Egregio Direttore,
l'articolo "Le due casseforti di Riva, re dell'acciaio" di Roberta
Scagliarini sul Corriere della Sera del 17 agosto fotografa in maniera
ineccepibile lo straordinario successo imprenditoriale del Gruppo Riva e
del suo fondatore Emilio Riva. Dall'articolo tuttavia non emerge che la
gran parte degli stratosferici utili accumulati dal Gruppo negli ultimi
quattro anni proviene dallo stabilimento siderurgico Ilva di Taranto. Ci
sia permesso di illuminare l'altra faccia della medaglia di questo
eccezionale successo.
Da oltre 40 anni i Tarantini subiscono le conseguenze delle emissioni
inquinanti dell'Ilva, un tempo di proprietà dello Stato e nel 1995
acquistata dal Gruppo Riva.
L'importanza strategica per l'Italia di questo colosso siderurgico e la
benevolenza dei potenti hanno fatto sì che per tutto questo tempo
l'inquinamento ambientale prodotto dal più grande stabilimento siderurgico
d'Europa non fosse contrastato come occorreva.
Da poco tempo i Tarantini hanno preso coscienza del loro diritto a vivere
in un ambiente non inquinato, diritto naturale sancito più di un decennio
fa dalla Comunità Europea ma a lungo ignorato in Italia per irresponsabile
disinteresse dei governi e di gran parte dei parlamentari nonché. Non
mancano inoltre le responsabilità dei Sindaci, massimi tutori della salute
dei cittadini in virtù del Testo unico sanitario del 1934.

· · · · · · ·

* ESERCIZIO ASSEGNATO 1:
Cita dalla lettera il passo che va da "L'importanza strategica per" fino a "contrastato come occorreva." incluso.
* ESERCIZIO ASSEGNATO 2:
Riassumi la lettera in due frasi.

· · · · · · ·

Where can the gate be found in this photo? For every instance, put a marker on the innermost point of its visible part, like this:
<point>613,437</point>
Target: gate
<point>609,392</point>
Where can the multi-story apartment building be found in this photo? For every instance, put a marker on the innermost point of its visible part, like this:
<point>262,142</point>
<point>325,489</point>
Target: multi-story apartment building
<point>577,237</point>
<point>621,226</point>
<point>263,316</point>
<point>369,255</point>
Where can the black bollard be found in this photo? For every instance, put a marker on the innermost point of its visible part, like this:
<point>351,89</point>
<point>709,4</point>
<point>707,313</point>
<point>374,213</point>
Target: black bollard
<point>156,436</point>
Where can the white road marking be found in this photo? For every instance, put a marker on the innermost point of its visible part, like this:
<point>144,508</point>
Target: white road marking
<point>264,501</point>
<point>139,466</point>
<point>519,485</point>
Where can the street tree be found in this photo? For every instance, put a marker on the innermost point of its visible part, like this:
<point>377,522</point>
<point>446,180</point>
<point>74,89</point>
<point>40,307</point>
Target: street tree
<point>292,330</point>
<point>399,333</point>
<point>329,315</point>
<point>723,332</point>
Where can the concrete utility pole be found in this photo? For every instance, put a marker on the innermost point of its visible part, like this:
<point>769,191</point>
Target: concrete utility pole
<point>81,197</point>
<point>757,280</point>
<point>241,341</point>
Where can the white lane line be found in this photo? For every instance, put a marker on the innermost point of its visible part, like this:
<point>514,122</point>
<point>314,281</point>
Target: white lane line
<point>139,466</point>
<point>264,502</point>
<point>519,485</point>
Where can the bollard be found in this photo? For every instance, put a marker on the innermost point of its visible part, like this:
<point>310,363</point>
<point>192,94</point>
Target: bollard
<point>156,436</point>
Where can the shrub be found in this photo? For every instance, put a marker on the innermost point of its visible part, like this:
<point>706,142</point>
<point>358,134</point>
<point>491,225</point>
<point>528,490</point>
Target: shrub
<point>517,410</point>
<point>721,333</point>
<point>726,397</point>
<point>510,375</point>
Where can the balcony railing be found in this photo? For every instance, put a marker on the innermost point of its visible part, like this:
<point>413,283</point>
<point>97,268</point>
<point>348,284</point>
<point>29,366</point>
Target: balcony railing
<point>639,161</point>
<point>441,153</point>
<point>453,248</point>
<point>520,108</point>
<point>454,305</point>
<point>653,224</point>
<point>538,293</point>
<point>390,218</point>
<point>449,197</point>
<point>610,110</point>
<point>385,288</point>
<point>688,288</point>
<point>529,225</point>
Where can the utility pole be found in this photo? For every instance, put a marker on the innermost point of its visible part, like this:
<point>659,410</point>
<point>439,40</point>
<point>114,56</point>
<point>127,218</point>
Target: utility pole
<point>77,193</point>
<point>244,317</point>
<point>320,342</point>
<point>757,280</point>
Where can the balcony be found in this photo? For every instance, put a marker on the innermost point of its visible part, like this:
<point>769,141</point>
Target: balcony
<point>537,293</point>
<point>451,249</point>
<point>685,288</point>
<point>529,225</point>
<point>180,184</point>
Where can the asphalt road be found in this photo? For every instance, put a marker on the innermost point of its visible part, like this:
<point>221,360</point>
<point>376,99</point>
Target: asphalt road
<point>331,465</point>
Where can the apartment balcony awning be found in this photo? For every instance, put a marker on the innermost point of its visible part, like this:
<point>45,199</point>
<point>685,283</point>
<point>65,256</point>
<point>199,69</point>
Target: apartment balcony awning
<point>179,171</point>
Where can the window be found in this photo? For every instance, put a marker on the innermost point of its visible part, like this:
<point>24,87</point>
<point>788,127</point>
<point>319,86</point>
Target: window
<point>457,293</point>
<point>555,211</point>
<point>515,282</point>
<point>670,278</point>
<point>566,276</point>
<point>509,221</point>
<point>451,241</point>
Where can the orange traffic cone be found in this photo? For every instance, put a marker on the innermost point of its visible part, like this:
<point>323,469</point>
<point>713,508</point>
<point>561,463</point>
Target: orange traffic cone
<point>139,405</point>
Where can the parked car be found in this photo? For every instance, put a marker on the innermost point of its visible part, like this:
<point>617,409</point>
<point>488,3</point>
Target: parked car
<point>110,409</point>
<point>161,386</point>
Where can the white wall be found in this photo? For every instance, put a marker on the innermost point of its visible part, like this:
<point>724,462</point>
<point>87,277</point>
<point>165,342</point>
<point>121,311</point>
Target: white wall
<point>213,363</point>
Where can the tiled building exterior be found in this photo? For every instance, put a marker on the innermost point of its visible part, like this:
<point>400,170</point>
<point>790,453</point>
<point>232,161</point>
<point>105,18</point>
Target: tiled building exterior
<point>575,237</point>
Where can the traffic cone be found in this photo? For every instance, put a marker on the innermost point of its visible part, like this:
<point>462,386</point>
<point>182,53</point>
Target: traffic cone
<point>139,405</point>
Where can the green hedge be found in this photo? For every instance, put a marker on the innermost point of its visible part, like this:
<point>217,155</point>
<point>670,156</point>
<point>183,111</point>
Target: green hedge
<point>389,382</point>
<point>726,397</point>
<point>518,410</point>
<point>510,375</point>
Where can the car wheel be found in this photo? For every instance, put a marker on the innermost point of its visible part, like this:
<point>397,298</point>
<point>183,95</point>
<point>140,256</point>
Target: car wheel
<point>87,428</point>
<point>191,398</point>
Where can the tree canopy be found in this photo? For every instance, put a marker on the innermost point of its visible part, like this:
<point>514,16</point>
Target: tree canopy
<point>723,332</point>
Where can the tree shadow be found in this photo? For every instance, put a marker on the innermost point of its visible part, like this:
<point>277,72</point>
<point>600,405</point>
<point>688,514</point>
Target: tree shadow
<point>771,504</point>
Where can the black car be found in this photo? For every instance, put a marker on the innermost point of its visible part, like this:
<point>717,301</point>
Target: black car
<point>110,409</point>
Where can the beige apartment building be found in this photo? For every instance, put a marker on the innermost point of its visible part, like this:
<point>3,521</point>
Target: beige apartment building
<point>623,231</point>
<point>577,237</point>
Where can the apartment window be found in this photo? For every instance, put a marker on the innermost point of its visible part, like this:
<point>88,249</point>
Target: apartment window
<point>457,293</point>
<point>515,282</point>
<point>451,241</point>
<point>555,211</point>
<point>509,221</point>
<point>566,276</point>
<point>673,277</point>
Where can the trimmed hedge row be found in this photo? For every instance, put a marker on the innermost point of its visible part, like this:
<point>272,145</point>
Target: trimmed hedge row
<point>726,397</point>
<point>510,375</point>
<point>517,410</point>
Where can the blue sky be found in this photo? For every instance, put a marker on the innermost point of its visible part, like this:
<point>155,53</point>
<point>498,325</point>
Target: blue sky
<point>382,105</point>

· · · · · · ·

* RISPOSTA ATTESA 1:
L'importanza strategica per l'Italia di questo colosso siderurgico e la
benevolenza dei potenti hanno fatto sì che per tutto questo tempo
l'inquinamento ambientale prodotto dal più grande stabilimento siderurgico
d'Europa non fosse contrastato come occorreva.

* RISPOSTA ATTESA 2:
La lettera osserva che l'articolo del Corriere della Sera sul successo del Gruppo Riva non fa emergere che gran parte degli utili degli ultimi quattro anni proviene dallo stabilimento siderurgico Ilva di Taranto. Ricorda inoltre che da oltre 40 anni i Tarantini subiscono le emissioni inquinanti dell'Ilva, non contrastate come occorreva per l'importanza strategica dello stabilimento e la benevolenza dei potenti, e che solo da poco hanno preso coscienza del loro diritto a vivere in un ambiente non inquinato.